• _JOB_
Return the lines starting with the line that contains "Exercise. Point out every instance of the green insect" and going on through the line that contains "x=244, y=406", word for word, with the pictures left out.

** Begin EXERCISE DATA **

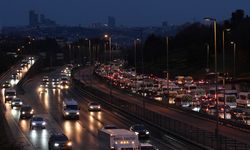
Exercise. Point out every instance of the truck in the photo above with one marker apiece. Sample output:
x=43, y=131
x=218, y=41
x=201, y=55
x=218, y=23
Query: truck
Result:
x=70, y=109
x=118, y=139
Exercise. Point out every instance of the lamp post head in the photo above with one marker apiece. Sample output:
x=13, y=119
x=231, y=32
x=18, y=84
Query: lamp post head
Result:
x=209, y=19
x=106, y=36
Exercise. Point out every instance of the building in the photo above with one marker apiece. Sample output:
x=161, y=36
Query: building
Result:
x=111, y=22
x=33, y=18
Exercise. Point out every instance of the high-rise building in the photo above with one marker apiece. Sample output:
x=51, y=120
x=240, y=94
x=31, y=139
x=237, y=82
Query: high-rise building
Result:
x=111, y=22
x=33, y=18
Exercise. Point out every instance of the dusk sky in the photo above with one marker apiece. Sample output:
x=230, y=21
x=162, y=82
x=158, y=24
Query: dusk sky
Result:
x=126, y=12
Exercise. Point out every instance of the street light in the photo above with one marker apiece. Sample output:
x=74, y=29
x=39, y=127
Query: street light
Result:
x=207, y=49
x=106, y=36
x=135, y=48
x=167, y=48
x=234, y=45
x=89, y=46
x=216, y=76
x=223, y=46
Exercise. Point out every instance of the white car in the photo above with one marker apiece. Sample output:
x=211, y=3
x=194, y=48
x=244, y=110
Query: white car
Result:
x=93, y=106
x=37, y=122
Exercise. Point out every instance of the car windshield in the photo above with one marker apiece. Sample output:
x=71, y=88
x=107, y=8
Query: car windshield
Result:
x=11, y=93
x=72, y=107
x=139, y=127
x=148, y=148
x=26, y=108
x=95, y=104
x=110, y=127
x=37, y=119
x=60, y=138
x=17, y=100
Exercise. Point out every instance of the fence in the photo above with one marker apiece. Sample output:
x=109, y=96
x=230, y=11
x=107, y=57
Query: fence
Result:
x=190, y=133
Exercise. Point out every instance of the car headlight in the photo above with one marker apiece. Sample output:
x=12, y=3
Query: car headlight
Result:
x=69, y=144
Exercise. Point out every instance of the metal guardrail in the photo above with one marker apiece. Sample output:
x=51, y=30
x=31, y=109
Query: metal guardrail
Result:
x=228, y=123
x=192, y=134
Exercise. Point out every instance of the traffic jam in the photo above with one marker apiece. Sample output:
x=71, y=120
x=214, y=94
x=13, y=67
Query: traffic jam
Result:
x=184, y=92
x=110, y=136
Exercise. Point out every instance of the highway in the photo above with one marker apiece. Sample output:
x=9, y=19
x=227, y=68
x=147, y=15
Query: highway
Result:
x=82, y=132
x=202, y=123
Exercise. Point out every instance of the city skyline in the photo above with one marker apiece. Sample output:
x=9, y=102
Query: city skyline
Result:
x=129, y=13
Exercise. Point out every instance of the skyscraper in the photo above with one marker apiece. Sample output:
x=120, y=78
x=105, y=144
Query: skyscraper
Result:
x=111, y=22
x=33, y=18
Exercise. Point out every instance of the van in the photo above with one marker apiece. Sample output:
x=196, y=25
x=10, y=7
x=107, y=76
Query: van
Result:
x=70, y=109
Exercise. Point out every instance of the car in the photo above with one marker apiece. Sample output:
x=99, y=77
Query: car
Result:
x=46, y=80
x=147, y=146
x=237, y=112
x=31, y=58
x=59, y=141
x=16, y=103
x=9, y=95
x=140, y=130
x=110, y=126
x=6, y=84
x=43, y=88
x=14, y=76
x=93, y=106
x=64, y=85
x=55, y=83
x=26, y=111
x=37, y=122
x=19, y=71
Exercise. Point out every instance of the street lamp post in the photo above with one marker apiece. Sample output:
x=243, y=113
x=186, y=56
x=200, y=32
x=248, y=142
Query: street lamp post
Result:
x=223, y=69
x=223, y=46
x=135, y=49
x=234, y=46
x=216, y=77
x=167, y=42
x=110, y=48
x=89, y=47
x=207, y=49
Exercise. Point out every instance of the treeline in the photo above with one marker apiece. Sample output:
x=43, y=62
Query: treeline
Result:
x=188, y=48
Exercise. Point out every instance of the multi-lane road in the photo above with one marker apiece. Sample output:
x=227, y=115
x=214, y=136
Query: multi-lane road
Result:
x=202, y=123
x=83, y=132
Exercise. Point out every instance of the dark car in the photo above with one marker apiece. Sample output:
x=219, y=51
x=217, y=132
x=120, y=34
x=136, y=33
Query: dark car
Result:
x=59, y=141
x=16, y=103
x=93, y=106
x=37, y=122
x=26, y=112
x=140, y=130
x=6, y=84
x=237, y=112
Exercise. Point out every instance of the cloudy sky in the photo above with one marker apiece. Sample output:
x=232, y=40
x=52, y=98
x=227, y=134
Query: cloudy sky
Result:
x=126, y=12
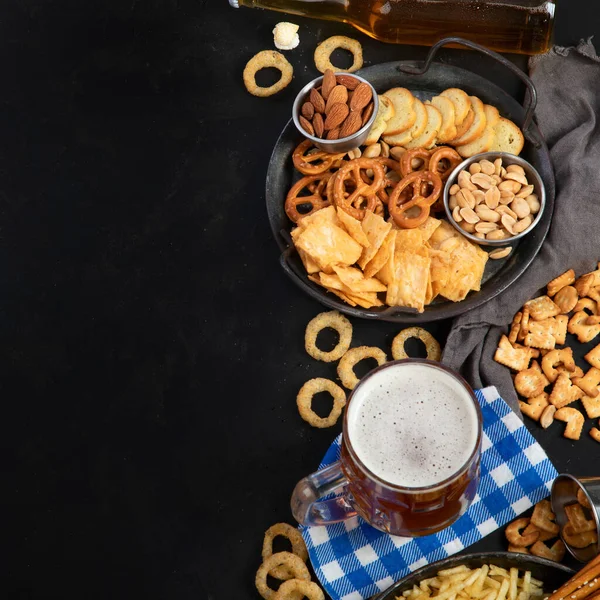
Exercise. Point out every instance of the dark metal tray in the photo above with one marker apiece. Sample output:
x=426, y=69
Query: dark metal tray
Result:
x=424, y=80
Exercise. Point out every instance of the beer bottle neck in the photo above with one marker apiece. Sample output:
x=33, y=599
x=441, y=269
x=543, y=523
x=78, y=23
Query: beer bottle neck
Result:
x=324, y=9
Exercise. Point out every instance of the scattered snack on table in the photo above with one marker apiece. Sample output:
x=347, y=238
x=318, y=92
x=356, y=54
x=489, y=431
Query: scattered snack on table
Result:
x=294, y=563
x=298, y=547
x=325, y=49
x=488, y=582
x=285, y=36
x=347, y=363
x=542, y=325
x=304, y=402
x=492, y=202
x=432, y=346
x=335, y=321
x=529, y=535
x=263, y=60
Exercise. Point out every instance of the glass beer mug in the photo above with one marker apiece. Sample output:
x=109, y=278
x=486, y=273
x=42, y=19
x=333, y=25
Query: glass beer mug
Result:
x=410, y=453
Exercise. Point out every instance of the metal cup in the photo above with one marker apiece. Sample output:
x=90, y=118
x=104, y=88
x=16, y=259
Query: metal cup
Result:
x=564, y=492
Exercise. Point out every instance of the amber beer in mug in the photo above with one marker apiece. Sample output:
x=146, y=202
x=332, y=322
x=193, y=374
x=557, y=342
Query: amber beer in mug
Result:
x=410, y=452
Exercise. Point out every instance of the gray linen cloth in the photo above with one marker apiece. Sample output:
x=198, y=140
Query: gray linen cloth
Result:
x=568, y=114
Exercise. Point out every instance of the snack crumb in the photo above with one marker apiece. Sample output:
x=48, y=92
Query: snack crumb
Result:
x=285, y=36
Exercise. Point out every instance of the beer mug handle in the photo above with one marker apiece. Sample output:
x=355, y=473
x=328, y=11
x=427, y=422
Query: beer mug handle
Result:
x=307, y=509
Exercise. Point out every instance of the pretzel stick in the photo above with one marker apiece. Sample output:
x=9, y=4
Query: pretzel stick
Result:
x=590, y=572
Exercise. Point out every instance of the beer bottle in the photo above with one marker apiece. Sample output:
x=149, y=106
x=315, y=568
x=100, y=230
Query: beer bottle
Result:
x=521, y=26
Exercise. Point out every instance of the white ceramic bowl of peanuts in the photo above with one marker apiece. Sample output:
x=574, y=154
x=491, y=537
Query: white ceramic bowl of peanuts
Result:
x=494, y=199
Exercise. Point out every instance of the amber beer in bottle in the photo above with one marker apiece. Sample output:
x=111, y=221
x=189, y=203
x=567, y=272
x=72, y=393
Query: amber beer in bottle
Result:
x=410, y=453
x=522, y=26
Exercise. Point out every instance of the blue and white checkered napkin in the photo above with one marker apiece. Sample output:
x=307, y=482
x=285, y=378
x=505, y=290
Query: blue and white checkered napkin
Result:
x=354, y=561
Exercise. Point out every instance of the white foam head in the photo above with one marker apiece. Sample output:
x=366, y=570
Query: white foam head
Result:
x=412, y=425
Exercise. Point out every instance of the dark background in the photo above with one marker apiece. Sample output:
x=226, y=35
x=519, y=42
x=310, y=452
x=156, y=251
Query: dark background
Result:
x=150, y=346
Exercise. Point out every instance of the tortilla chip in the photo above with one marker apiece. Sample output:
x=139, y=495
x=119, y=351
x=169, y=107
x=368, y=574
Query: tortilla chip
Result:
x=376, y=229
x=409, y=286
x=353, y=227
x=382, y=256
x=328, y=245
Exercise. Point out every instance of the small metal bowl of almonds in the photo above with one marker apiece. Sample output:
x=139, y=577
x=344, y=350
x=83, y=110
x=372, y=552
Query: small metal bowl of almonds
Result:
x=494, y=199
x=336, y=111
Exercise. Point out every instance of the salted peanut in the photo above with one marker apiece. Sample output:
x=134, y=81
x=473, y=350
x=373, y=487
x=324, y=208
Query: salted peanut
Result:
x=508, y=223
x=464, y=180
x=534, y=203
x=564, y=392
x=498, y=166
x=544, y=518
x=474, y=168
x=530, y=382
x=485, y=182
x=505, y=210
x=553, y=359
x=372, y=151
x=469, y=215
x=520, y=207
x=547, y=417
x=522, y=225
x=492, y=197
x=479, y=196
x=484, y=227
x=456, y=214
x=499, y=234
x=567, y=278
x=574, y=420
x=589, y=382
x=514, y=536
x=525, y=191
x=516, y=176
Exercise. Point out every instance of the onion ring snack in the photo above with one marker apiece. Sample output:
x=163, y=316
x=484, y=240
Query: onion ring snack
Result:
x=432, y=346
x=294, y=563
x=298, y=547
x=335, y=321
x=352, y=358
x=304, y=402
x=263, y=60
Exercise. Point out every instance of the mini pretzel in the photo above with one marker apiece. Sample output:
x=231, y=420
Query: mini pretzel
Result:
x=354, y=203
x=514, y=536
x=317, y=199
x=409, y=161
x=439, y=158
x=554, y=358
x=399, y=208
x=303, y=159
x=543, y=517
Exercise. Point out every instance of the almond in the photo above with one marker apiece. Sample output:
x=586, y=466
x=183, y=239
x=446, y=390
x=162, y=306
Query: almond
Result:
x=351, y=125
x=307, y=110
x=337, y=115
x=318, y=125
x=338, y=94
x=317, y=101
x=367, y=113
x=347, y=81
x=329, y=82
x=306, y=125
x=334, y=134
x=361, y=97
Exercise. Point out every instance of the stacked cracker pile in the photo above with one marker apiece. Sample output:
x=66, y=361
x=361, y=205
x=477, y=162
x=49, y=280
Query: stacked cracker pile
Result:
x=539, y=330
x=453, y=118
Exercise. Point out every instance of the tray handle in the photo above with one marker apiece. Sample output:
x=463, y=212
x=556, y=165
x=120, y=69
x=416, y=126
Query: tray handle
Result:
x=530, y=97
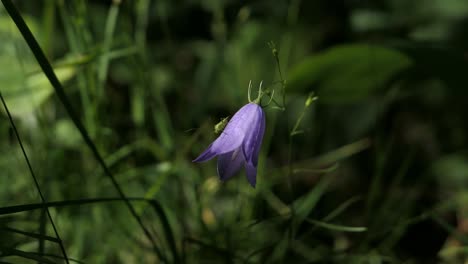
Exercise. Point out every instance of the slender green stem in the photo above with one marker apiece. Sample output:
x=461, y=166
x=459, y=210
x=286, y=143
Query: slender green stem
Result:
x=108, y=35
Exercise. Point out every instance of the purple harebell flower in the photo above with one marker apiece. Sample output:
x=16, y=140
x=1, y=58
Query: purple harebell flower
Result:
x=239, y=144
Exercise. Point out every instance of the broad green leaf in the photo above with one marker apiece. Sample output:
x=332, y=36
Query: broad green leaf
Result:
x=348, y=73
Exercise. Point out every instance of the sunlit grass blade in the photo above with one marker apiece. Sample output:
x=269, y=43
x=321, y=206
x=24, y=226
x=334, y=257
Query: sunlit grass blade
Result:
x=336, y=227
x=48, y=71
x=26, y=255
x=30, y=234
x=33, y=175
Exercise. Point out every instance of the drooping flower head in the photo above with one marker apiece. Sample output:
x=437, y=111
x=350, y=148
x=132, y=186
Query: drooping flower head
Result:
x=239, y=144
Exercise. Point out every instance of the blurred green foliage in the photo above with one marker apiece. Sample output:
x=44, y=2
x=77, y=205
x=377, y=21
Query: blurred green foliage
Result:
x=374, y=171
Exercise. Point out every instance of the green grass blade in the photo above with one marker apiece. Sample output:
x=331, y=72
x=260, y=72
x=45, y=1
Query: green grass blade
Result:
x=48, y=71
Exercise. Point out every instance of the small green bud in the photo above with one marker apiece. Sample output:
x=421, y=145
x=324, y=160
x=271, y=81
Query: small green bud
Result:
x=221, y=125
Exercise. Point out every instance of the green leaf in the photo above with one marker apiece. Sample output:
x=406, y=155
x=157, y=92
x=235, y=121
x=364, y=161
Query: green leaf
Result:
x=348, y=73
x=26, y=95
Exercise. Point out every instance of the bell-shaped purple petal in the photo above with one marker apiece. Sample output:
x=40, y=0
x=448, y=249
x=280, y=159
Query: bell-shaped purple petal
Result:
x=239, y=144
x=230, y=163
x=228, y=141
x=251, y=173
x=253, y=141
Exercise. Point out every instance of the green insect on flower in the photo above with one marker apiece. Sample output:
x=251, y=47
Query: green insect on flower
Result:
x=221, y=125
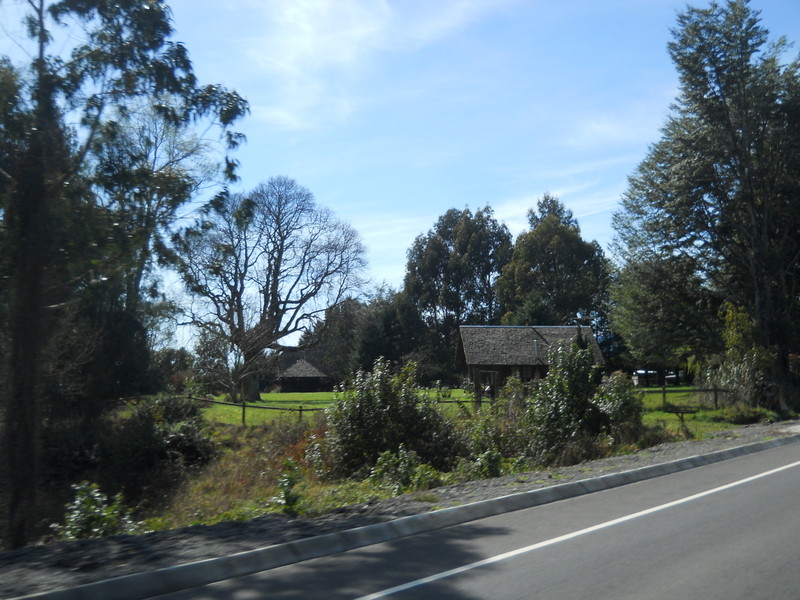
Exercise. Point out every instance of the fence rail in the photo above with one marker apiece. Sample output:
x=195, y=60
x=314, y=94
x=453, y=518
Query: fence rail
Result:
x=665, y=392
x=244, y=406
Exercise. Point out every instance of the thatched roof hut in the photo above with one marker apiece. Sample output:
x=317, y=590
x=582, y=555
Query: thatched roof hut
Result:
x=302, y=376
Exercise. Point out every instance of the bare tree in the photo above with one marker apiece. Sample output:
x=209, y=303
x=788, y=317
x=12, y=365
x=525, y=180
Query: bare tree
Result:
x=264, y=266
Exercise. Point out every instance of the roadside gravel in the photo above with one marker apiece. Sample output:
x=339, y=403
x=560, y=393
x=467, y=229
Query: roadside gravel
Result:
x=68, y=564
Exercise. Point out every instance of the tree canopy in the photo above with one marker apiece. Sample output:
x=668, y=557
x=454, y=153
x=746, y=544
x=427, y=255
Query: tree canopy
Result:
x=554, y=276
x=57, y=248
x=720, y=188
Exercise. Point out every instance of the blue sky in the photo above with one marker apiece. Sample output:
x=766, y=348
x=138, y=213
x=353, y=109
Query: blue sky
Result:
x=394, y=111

** End EXERCISE DATA **

• _COMPLETE OUTPUT_
Exercise. Point out every instance of the green insect on flower in the photo above with one marker apiece. Sample output:
x=251, y=47
Query: green insect on flower
Result:
x=221, y=125
Exercise. Point out every instance of the fence rail in the photo above with one marker apiece. Sample output:
x=195, y=60
x=314, y=94
x=453, y=518
Query: fence rail
Result:
x=665, y=392
x=244, y=406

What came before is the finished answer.